◆ **PROBLEM 1**
Reproduce the passage of the article about the disabled hawker that opens with the words "A video comes" and closes with "with Mungai Eve.".
◆ **PROBLEM 2**
In the article about the disabled hawker, at what age was Mary afflicted with polio?
◆ **PROBLEM 3**
Please write the next part of the article about the disabled hawker, picking up after its final sentence.

Kenyans are filled with sympathy for a physically disabled woman in confrontation with city askaris after they impounded her wares and pushed her off her chair.

A video comes shortly after last weeks chaotic scenes in the CBD with mayai smokie vendors engaged in a clash with askaris.

The woman in the video falls off the chair and pleads to be left alone. It happened on Oct 3, but went viral on Oct 20.

The details about the woman are now emerging after Eric Omondi searched for her and she also spoke up in an interview with Mungai Eve.

When the video went viral, public outrage soon ensued with most Kenyans piling on the County Government accusing its officers of operating with impunity. Most Kenyans also pointed out that it was in the same week that the officers harassed smokie vendors and destroyed their carts.

As of Monday morning, Eric Omondi announced that well-wishers had contributed a total of Ksh 817,000 with contributions closing in on Ksh1 million.

”Thank you very much to all who contributed and may God bless you,” Mary said acknowledging her well-wishers through Eric Omondi’s channels.

The disabled woman’s name is Mary  Consolata Achieng Otieno.

She is a single mother of five children and lives in a single room with them. Three are her biological children, the other two are adopted.

The incident involved Mary Consolata Achieng Otieno, a physically disabled single mother of five, who found herself in a confrontation with city askaris after they impounded her wares and callously pushed her off her chair.

Mary Consolata, known as Mary to her friends and customers, has faced unimaginable hardships throughout her life.

Afflicted with Polio at the age of ten, she persevered through therapy and education provided by the Association for the Physically Disabled of Kenya (APDK).

Despite her disability, she chose not to succumb to a life of begging but instead became a hawker, selling beauty items on the streets of Nairobi for over two decades.

Her tenacity and determination to provide for her children have kept her going.

In a recent interview with Mungai Eve, Mary shared her story of resilience.

◆ **Records from a data source**
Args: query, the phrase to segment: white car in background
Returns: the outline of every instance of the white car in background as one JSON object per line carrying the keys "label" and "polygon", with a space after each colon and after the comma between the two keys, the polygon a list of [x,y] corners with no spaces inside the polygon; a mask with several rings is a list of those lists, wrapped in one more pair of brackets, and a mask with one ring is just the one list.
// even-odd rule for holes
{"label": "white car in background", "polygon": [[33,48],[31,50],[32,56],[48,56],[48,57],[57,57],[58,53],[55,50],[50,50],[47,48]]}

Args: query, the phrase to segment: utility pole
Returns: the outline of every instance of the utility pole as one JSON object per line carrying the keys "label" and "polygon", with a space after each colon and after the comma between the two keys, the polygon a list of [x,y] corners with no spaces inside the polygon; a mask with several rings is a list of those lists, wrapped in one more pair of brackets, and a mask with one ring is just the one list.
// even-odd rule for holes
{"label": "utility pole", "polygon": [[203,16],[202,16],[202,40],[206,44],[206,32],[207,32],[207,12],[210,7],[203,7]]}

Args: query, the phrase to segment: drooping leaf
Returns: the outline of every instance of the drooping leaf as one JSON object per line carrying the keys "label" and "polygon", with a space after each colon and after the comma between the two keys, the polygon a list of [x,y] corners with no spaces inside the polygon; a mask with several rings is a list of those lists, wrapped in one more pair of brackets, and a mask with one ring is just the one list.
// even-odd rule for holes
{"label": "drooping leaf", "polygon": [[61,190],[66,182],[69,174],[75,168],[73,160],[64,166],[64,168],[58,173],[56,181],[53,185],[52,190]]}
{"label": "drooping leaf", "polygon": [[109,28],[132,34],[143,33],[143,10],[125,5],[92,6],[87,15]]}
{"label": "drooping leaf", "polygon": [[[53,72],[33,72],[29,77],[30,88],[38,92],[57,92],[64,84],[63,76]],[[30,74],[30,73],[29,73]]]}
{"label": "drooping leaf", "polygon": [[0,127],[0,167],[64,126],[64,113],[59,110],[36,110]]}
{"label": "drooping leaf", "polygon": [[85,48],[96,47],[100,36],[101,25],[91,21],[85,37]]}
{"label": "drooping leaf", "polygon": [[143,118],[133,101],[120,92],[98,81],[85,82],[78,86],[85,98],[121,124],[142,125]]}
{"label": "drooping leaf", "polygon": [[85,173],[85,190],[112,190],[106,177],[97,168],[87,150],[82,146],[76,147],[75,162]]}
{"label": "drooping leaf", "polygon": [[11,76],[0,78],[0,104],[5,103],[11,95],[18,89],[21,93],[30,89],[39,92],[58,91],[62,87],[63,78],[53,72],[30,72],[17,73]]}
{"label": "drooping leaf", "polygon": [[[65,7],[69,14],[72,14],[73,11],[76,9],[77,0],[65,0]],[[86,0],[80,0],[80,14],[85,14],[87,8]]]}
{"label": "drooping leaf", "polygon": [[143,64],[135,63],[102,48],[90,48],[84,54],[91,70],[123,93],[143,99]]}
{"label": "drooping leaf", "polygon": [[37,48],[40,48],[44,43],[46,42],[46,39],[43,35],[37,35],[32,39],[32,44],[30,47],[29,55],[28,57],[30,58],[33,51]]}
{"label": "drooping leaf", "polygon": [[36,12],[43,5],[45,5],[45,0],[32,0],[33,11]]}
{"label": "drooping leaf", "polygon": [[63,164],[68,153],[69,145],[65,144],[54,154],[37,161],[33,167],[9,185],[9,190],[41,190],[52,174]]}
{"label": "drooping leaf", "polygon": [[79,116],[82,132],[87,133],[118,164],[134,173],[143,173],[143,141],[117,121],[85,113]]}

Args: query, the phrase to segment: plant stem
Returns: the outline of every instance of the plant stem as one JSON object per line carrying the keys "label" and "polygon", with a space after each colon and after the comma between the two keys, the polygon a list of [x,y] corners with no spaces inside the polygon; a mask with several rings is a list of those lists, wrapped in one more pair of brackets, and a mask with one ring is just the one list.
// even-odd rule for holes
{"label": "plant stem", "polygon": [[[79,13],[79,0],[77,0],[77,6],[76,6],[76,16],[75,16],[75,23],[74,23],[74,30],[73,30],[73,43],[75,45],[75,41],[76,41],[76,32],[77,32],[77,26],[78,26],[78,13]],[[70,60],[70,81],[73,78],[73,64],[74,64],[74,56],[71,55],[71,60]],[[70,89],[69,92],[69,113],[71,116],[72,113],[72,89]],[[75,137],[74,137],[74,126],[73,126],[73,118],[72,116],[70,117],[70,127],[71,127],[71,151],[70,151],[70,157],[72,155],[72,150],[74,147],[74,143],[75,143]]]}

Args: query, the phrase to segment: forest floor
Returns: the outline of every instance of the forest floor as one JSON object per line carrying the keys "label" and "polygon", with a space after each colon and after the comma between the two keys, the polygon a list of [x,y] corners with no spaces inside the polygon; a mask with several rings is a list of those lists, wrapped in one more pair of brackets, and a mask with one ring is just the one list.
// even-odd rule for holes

◆ **TASK RESPONSE 1**
A video comes shortly after last weeks chaotic scenes in the CBD with mayai smokie vendors engaged in a clash with askaris.

The woman in the video falls off the chair and pleads to be left alone. It happened on Oct 3, but went viral on Oct 20.

The details about the woman are now emerging after Eric Omondi searched for her and she also spoke up in an interview with Mungai Eve.

◆ **TASK RESPONSE 2**
At the age of ten.

◆ **TASK RESPONSE 3**
She revealed that she was abandoned by her husband, leaving her to raise their five children, three of whom are her biological offspring, while the other two are adopted.

“I was ten years with Polio, when I was taken to APDK and given therapy and given metals, and taken to school”

She has faced hardship ever since. She has been a hawker for over 20 years

“It has been very hard hawking with city council, they come and grab our stuff, then friends come together and contribute, every time. This is what I educate my children with, that is how I have lived my life”

“I was married, but my husband left me with the children. He went and got remarried, and I continued with my life and my children’s lives, hawking,” she said, her voice a testament to her strength.

Mary’s encounter with the askaris occurred on a seemingly ordinary day at 7 p.m.

One of the askaris, whom she recognized, approached her, demanding a bribe to allow her to continue her business in peace.

She staunchly refused, unwilling to succumb to corruption.

In retaliation, the askari returned with another man, and they callously threw her off her chair, subsequently impounding her wares, which included shower caps and hairbands.

She would rather hawk than beg

“I have never wanted to beg, I prefer to work hiyo shiling mtu anakuptupoia huujui anakutupia na roho gani, hiyo shilingi nilikataa”

She hawks beauty items.

“It happened saa saba mchana with an askari I know. I know all of them, I can name them. He first came and reminded me that I need to part with hongo to stay where I was.

I refused,I asked him how much he wanted and he said sh500. I told him I won’t part with a bribe, then he returned with another man and they threw me off my chair.

They started impounding my wares.”

Despite her ordeal, Mary reported the incident to the council’s director, Mr. Omondi, who intervened and resolved the matter.

However, her story is not an isolated incident; many hawkers in Nairobi face similar challenges daily.